> **GOAL OF THE EXERCISE**
Below are records; work out how many of their lines contain the word "green" and reply with the number only.

> **DATA**
◆ ◆ ◆ ◆
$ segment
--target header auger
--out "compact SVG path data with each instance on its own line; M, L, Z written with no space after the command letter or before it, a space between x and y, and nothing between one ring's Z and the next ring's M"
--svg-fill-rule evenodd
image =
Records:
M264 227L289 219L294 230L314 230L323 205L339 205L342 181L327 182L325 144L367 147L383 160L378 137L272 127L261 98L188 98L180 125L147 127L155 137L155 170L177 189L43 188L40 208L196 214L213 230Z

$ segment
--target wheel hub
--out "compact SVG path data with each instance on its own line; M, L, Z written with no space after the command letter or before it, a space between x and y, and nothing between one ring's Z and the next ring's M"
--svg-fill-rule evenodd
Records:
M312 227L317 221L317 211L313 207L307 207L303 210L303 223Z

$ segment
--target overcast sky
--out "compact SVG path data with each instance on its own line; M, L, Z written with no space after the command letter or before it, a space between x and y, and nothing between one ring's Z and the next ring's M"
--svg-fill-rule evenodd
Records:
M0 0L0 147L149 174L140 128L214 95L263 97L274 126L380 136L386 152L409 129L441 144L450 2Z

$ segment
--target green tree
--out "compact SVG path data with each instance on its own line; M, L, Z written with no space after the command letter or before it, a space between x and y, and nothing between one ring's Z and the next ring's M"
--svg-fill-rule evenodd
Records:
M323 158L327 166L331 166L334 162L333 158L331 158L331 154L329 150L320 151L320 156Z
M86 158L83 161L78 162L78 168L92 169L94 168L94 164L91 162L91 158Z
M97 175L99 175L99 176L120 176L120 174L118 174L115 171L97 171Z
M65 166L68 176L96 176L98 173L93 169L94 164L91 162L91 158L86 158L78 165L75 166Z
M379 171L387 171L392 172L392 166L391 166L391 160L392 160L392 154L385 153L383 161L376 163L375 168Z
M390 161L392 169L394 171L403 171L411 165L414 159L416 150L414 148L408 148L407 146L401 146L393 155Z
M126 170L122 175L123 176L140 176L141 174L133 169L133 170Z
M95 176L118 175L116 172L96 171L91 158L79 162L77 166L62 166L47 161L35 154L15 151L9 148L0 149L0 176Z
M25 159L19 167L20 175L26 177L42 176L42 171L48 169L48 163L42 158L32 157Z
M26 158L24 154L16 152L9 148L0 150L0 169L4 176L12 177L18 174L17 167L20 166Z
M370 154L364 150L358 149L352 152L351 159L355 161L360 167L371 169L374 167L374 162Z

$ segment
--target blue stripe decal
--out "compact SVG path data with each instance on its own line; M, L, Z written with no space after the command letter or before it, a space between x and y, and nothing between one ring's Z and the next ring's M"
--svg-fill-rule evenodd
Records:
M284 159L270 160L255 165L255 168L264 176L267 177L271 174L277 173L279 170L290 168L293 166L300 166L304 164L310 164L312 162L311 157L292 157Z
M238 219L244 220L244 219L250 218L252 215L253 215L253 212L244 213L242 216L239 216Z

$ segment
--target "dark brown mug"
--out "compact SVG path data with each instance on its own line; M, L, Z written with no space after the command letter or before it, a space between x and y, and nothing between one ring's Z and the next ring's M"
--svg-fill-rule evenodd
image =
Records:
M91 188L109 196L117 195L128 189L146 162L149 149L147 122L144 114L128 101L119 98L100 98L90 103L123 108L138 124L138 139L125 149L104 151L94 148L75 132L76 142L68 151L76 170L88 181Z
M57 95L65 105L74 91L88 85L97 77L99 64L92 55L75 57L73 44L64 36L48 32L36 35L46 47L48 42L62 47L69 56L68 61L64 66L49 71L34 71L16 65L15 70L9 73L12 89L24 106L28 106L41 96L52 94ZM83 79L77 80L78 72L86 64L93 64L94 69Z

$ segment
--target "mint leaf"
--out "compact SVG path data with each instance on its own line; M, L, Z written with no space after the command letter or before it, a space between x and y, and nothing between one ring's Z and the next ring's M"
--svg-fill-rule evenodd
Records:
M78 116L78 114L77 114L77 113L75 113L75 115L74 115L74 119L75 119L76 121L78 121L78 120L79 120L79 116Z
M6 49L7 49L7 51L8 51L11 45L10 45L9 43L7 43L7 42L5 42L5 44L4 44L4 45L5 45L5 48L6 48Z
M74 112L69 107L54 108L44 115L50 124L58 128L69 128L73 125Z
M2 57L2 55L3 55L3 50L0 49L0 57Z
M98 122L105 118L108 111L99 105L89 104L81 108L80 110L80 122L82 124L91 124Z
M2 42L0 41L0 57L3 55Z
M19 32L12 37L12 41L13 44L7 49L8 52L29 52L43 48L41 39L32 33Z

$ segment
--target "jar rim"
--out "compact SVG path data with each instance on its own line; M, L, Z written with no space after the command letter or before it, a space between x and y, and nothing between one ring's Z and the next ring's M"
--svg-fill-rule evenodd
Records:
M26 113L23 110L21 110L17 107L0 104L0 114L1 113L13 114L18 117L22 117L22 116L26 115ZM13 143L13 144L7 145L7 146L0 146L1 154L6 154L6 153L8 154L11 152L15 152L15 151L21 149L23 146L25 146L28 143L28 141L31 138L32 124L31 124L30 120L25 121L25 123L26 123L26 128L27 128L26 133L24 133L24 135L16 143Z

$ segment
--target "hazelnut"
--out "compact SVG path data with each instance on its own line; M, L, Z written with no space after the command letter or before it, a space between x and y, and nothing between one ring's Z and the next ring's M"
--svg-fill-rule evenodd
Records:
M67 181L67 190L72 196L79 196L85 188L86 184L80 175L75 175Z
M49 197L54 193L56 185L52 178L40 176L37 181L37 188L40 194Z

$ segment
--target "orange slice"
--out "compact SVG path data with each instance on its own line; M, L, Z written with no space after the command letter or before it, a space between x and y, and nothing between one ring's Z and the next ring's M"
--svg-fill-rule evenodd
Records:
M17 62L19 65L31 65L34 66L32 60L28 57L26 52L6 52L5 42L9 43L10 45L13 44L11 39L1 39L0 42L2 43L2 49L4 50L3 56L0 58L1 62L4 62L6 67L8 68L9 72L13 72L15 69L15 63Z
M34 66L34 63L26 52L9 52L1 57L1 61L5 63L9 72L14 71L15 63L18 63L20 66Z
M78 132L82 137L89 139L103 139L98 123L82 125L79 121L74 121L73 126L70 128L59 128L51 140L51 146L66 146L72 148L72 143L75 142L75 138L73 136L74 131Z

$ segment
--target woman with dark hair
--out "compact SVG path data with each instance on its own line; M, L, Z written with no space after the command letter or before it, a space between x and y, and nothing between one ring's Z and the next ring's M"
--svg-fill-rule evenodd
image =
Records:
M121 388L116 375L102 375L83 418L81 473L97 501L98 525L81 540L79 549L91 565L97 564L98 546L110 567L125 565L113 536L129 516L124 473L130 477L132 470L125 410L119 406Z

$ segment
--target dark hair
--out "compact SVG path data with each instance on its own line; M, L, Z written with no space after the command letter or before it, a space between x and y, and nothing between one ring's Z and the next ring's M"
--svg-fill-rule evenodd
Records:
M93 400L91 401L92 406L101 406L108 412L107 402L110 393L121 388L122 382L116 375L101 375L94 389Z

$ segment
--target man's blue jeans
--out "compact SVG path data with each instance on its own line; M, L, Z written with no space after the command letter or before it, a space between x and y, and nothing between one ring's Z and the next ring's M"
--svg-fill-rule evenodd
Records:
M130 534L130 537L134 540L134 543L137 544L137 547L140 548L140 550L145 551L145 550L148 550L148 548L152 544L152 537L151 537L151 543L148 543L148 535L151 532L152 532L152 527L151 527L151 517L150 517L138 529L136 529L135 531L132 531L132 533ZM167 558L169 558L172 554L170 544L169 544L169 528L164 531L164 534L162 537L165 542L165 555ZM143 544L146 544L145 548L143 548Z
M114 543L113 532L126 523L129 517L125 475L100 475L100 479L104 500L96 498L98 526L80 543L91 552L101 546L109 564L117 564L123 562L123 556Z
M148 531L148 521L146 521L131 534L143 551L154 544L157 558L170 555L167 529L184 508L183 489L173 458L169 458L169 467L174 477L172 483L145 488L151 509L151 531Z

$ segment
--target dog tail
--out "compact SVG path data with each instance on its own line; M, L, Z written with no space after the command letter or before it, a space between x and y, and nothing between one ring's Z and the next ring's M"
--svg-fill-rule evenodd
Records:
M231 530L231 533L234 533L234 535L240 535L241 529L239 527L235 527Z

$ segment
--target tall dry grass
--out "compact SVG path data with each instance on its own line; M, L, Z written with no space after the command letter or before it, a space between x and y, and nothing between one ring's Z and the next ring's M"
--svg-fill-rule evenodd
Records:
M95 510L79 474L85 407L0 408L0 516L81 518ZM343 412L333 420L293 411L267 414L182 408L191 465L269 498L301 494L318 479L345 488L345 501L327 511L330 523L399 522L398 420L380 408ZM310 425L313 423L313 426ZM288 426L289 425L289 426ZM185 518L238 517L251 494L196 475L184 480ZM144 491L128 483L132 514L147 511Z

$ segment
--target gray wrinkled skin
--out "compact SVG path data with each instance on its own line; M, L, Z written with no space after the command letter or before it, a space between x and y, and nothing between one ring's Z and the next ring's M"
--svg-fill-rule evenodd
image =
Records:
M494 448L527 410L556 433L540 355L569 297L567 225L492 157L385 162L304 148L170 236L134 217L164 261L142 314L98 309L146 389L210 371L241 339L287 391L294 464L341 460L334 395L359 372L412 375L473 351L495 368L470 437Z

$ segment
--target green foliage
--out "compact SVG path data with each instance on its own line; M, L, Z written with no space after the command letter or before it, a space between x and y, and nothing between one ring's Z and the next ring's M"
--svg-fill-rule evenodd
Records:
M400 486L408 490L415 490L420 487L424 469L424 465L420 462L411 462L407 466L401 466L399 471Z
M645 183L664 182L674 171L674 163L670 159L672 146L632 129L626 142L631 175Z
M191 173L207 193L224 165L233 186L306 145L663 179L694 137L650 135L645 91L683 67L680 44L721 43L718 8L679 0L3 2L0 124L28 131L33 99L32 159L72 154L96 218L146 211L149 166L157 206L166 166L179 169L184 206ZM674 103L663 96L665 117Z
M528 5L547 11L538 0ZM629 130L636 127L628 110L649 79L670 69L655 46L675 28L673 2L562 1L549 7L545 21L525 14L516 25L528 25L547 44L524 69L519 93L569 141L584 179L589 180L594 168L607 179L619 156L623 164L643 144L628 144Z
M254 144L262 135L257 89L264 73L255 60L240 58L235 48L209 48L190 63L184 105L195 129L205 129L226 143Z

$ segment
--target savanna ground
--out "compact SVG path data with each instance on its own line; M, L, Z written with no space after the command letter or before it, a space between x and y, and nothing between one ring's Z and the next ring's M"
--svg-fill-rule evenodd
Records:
◆ ◆ ◆ ◆
> **SOLUTION BELOW**
2